> **INSTRUCTIONS TO FOLLOW**:
Answer these from the page extract on part info below:
(a) Which constant holds the standard name of the part info property?
(b) If a part's content format is SurfSoft:SurfText 1.0, what should its part info format be named?
(c) What call should a part make when part info has changed and needs to be externalized?
··· PAGE EXTRACT ···
A frame's part info is stored in the frame's storage unit in the part info property. The standard name for this property is found in the constant kODPropPartInfo. Just as a part editor stores multiple representations of a part's contents in multiple values in the contents property, the editor should also store multiple representations of the part info which correspond to the representations of the contents. Some content formats may not have corresponding part info, especially interchange formats like JPEG or RTF. However, many editors will define formats with corresponding part info, and if your editor supports another editor's native format directly, it should also support the part info for that format.
The names of part info formats which are linked to a content format should be the same as the name of the content format, with the segment PartInfo appended to the end of the ISO name. For example, if your part content format was SurfSoft:SurfText 1.0 the part info should be SurfSoft:SurfText1.0:PartInfo.
For a part which externalized representations for the formats SurfText 1.0, RTF, ClarisWorks 3.0, and ASCII, its display frames should have part info with formats SurfSoft:SurfText1.0:PartInfo and Claris:ClarisWorks 3.0:PartInfo (assuming the interchange formats have no associated part info).
There are three calls in the part function that deal with 'ternalization of part info:
In all of these calls, the frame passes a StorageUnitView which is focused to the frame's part info property, but not to any value within that property. Your part editor must get the view's storage unit, and focus it to value(s) in that property as necessary to read or write the formats it needs to.
When externalizing a property of a persistent object, it is only necessary to write the data if it is the first time writing it, or if it has changed from the last time the object was externalized. As an optimization, you can keep an isDirty flag in a frame's part info, indicating whether it has changed from when it was internalized or last externalized. In WritePartInfo, if the flag is false, skip externalizing; if the flag is true, externalize the data and set the flag to false. Note that you must always externalize part info when cloning (in ClonePartInfo), as you are making a new copy.
Just as a part must mark the draft as dirty when its content needs to be externalized, it must also mark the draft dirty when part info needs to be externalized. The part should call draft->SetChangedFromPrev() when part info has changed and needs to be externalized. Note that changes to part info in a non-persistent frame should not mark the draft dirty.
··· EXTRACTED RECORDS ···
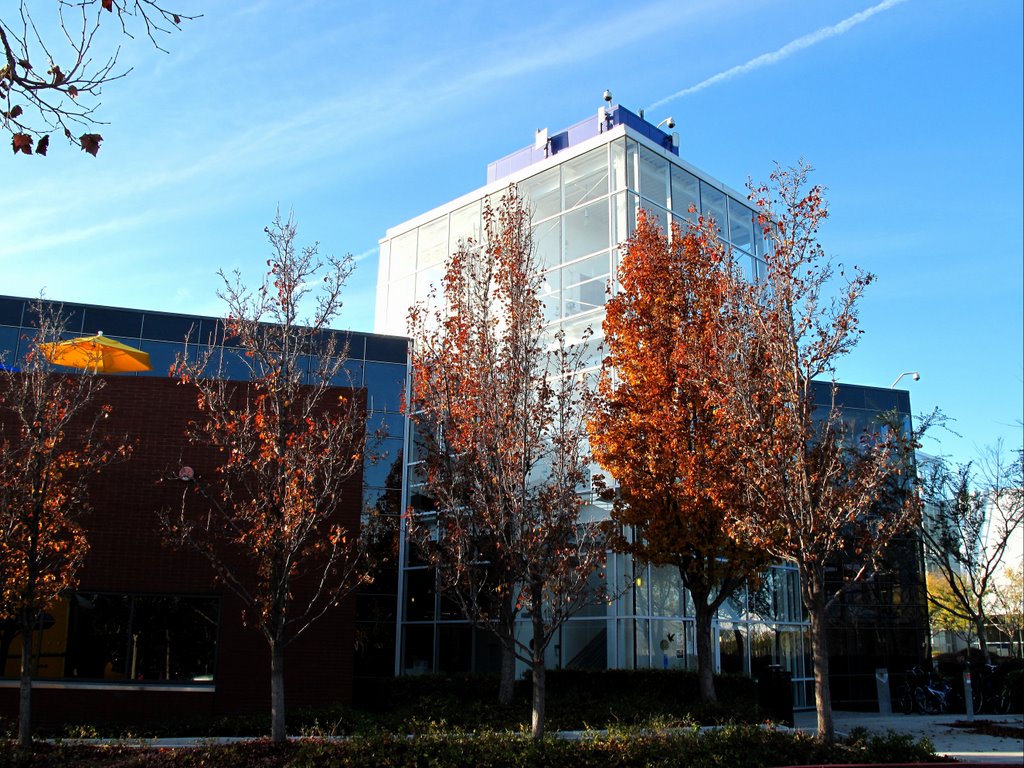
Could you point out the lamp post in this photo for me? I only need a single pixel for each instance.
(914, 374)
···
··· EXTRACTED RECORDS ···
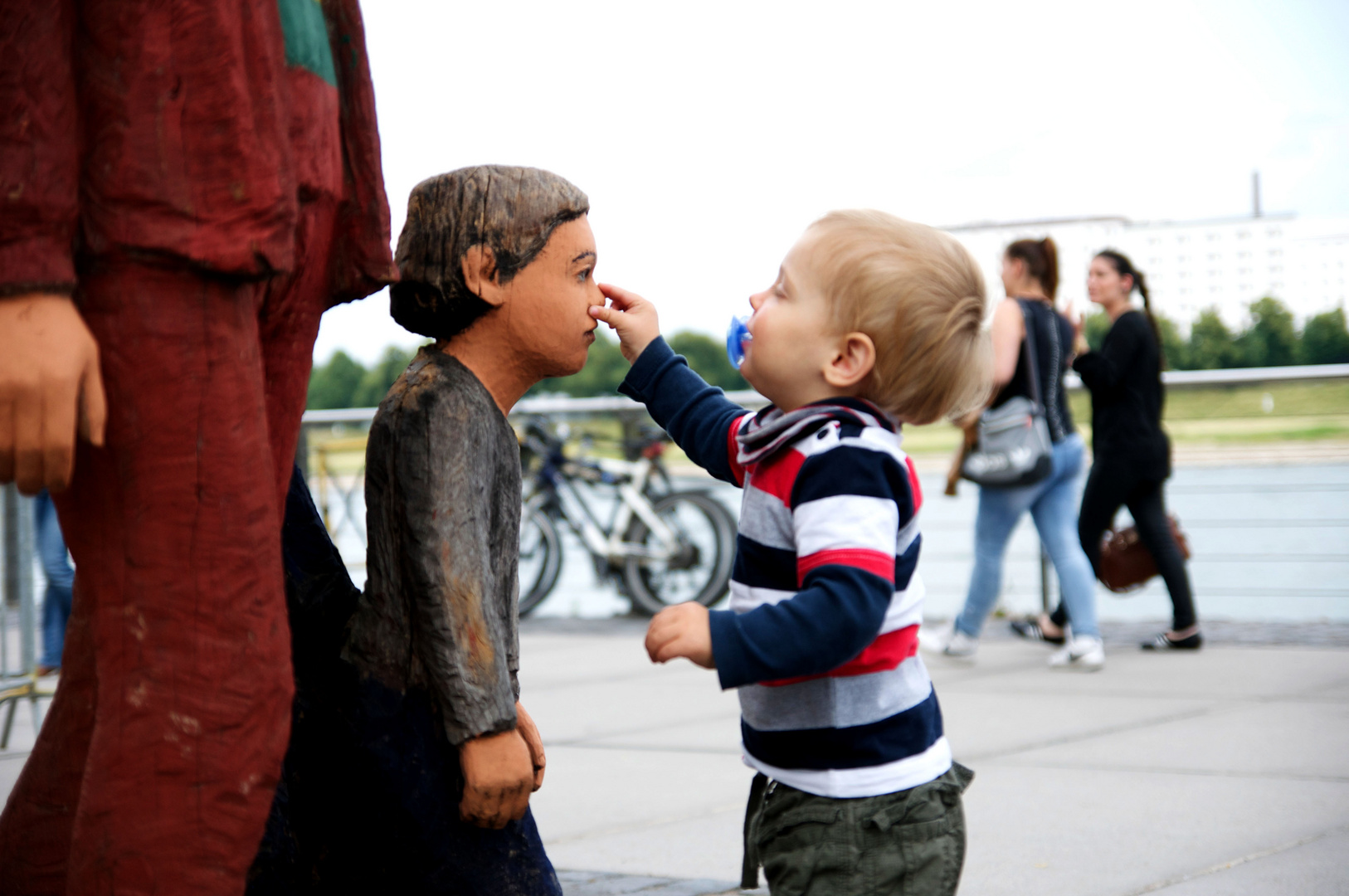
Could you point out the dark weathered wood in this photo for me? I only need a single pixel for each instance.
···
··· EXTRACTED RECORDS ···
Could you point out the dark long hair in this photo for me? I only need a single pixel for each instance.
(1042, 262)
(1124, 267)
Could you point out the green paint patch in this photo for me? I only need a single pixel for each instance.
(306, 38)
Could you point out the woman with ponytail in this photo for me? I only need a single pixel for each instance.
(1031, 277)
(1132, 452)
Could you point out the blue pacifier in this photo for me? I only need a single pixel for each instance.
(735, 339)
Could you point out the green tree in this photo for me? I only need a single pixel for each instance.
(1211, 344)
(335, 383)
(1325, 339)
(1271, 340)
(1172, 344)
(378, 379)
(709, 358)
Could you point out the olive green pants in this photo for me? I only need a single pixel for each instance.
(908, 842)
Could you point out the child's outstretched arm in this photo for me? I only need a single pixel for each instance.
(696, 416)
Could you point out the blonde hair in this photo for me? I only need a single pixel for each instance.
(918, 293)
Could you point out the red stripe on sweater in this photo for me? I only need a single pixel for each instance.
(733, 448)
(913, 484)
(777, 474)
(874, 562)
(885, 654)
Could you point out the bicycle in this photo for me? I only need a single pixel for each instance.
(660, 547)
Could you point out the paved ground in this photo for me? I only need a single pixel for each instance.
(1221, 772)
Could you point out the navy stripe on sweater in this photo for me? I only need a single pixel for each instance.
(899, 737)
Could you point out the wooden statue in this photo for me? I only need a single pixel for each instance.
···
> **EXERCISE ANSWER**:
(a) kODPropPartInfo
(b) SurfSoft:SurfText1.0:PartInfo
(c) draft->SetChangedFromPrev()